:: Exercise 1 ::
List every drawback of model fine-tuning that the passage below on fine-tuning for function calling names.
:: Exercise 2 ::
Answer these questions using the fine-tuning passage below:
(a) Where does model fine-tuning embed the function calling logic?
(b) For whom is the approach more suited, according to the passage?
(c) What might the solutions in the subsequent sections be viewed as?
:: Exercise 3 ::
Carry the passage on fine-tuning for function calling forward from its last sentence.

:: Document text ::

--- START ---

The advantage of model fine-tuning lies in embedding the function calling logic directly within the model. This simplifies the end-user experience, as they need not concern themselves with implementation intricacies; they simply provide the required arguments, and the LLM provider handles the rest.
However, this approach has several drawbacks. First, it requires additional data and time to fine-tune the model and adapting it to a new input or output schema necessitates retraining. Second, it's provider specific - the prompt cannot be easily ported to other LLMs.2 This makes it a solution more suited for LLM providers rather than end-users seeking to build applications atop LLMs.
The solutions in the subsequent sections might be viewed as complementary to this approach, offering additional user-side validation.

--- END ---

:: Dataset content ::
--- START ---

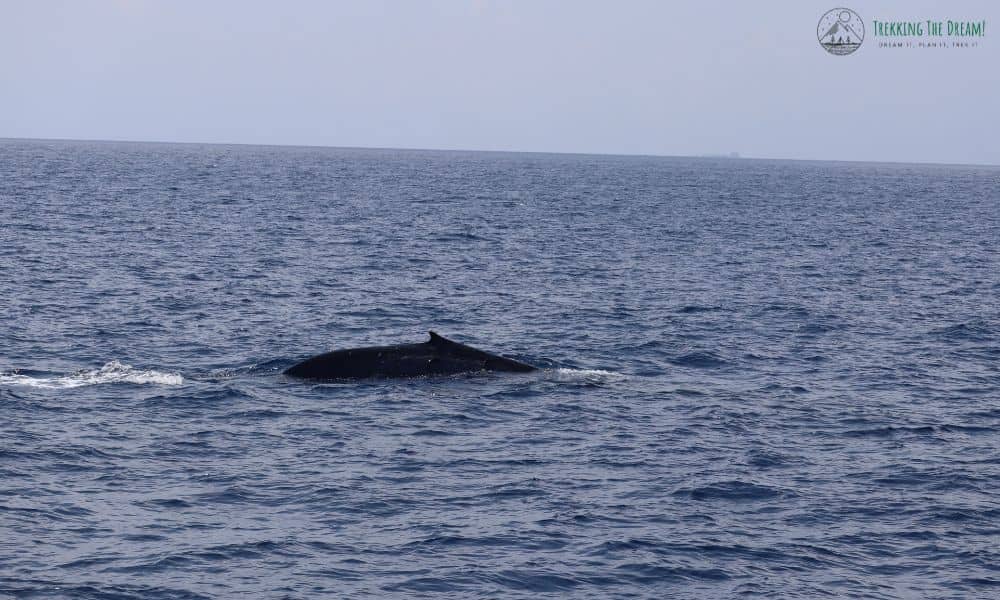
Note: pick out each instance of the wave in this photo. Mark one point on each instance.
(112, 372)
(587, 375)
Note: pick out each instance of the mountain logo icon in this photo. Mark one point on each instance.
(840, 31)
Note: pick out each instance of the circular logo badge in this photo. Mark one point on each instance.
(840, 31)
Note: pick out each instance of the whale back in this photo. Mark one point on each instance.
(437, 356)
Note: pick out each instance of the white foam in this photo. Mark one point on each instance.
(113, 372)
(587, 375)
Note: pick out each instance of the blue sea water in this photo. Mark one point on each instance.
(761, 378)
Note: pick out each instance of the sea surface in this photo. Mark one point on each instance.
(759, 378)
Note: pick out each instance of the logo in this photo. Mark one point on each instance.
(840, 31)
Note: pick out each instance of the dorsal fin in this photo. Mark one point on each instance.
(437, 339)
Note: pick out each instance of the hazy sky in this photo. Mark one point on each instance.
(623, 76)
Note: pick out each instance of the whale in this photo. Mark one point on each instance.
(436, 356)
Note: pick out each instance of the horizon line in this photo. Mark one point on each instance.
(723, 156)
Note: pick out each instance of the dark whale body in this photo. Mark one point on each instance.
(437, 356)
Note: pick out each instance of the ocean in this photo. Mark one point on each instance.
(760, 378)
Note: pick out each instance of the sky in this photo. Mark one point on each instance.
(612, 77)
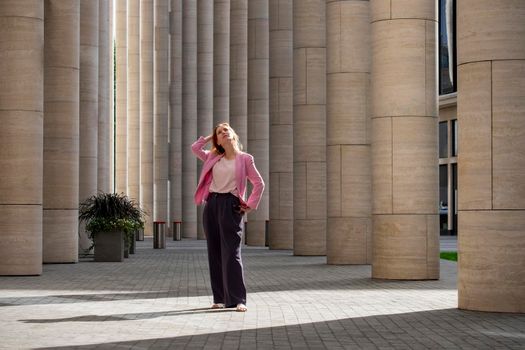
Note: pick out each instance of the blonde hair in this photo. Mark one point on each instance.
(218, 149)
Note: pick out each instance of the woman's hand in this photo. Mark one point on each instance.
(244, 209)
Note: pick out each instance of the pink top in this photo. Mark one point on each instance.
(244, 169)
(223, 180)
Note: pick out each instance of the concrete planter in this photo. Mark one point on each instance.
(109, 246)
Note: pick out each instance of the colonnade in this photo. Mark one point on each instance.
(336, 100)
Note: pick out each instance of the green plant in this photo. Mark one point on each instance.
(105, 212)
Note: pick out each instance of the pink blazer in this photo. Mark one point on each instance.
(244, 169)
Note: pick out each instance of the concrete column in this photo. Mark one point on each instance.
(258, 111)
(175, 170)
(309, 154)
(146, 112)
(189, 117)
(88, 141)
(133, 98)
(105, 67)
(491, 117)
(161, 103)
(404, 140)
(204, 83)
(349, 177)
(111, 99)
(121, 141)
(61, 128)
(21, 135)
(239, 69)
(221, 61)
(281, 124)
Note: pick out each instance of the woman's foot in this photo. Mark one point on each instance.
(241, 308)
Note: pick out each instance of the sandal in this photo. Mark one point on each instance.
(241, 308)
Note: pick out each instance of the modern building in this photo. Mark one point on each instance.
(376, 125)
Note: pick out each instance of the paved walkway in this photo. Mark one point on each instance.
(158, 299)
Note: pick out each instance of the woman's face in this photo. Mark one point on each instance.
(224, 134)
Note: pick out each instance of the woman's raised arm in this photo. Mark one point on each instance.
(198, 147)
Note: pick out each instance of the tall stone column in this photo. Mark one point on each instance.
(309, 127)
(221, 61)
(21, 135)
(281, 124)
(204, 83)
(111, 99)
(239, 69)
(133, 98)
(161, 103)
(61, 128)
(146, 112)
(121, 76)
(88, 141)
(258, 111)
(105, 69)
(491, 117)
(404, 140)
(349, 177)
(175, 170)
(189, 117)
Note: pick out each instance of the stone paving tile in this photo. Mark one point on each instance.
(159, 299)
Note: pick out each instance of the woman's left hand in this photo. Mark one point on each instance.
(244, 209)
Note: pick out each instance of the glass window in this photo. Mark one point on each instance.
(443, 198)
(454, 138)
(443, 138)
(447, 46)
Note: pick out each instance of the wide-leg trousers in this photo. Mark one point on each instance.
(222, 226)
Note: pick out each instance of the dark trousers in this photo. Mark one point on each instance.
(222, 225)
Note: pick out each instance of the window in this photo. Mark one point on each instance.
(454, 138)
(443, 136)
(447, 47)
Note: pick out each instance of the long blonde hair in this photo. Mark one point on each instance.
(218, 149)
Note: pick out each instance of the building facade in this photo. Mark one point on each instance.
(377, 125)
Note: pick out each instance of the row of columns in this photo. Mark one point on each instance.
(352, 166)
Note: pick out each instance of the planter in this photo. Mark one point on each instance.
(109, 246)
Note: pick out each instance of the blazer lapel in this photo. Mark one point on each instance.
(239, 173)
(208, 165)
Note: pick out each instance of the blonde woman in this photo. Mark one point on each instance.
(222, 187)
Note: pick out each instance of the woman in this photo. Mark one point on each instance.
(222, 186)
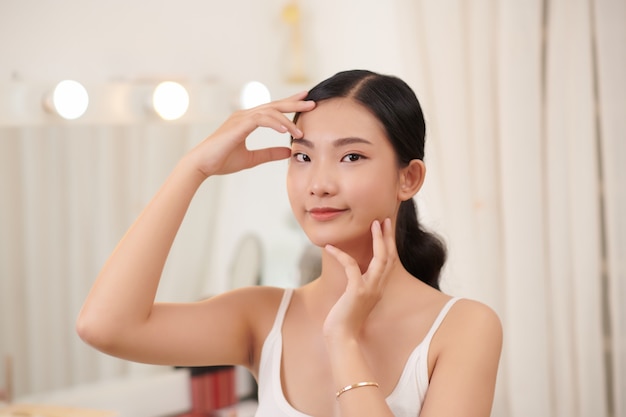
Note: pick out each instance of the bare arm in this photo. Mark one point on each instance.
(119, 315)
(468, 347)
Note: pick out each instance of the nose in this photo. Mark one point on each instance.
(323, 180)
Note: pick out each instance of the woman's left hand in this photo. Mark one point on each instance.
(363, 291)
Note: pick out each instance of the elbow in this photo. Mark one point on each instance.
(95, 330)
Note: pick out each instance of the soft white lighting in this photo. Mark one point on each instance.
(69, 99)
(170, 100)
(254, 94)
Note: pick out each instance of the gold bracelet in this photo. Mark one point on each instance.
(357, 385)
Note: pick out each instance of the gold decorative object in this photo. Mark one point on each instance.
(295, 67)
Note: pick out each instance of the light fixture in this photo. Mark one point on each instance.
(69, 99)
(254, 94)
(170, 100)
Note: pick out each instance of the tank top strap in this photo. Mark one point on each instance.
(282, 309)
(442, 315)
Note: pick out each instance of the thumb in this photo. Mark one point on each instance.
(261, 156)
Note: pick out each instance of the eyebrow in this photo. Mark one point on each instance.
(336, 143)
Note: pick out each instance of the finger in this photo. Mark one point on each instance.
(379, 260)
(261, 156)
(349, 264)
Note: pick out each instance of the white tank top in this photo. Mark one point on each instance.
(405, 400)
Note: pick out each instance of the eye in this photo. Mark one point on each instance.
(301, 157)
(352, 157)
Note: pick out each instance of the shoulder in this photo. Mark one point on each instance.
(258, 301)
(463, 362)
(469, 325)
(469, 317)
(258, 305)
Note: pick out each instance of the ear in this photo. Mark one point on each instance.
(411, 179)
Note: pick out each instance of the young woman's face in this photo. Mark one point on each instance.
(343, 174)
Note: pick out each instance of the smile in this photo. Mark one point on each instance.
(325, 213)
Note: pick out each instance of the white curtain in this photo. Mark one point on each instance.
(69, 192)
(525, 105)
(525, 108)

--- END ---

:: Response 1 ::
- It requires additional data and time to fine-tune the model.
- Adapting the model to a new input or output schema necessitates retraining.
- It is provider specific: the prompt cannot be easily ported to other LLMs.

:: Response 2 ::
(a) Directly within the model.
(b) LLM providers, rather than end-users seeking to build applications atop LLMs.
(c) Complementary to this approach, offering additional user-side validation.

:: Response 3 ::
Domain Specific Language Modelling
Instead of introducing and training the model on a specific prompt structure, a potential method to address the limitations of LLMs involves providing control at the input prompt level. There are two main approaches to this:
-
A lower-level approach that operates at the token generation level and constrains the output to match a specific format. This is the approach taken by parserLLM (context-free grammar) and llama.cpp's GBNF (GGML Bakus-Naur Form) grammar. With a specified grammar, the generating process from an LLM can be precisely constrained to match JSON or other schemas of interest.3 This way, it solves the problem of generating the correct schema. However, this requires underlying access to the model itself and is more applicable to local models.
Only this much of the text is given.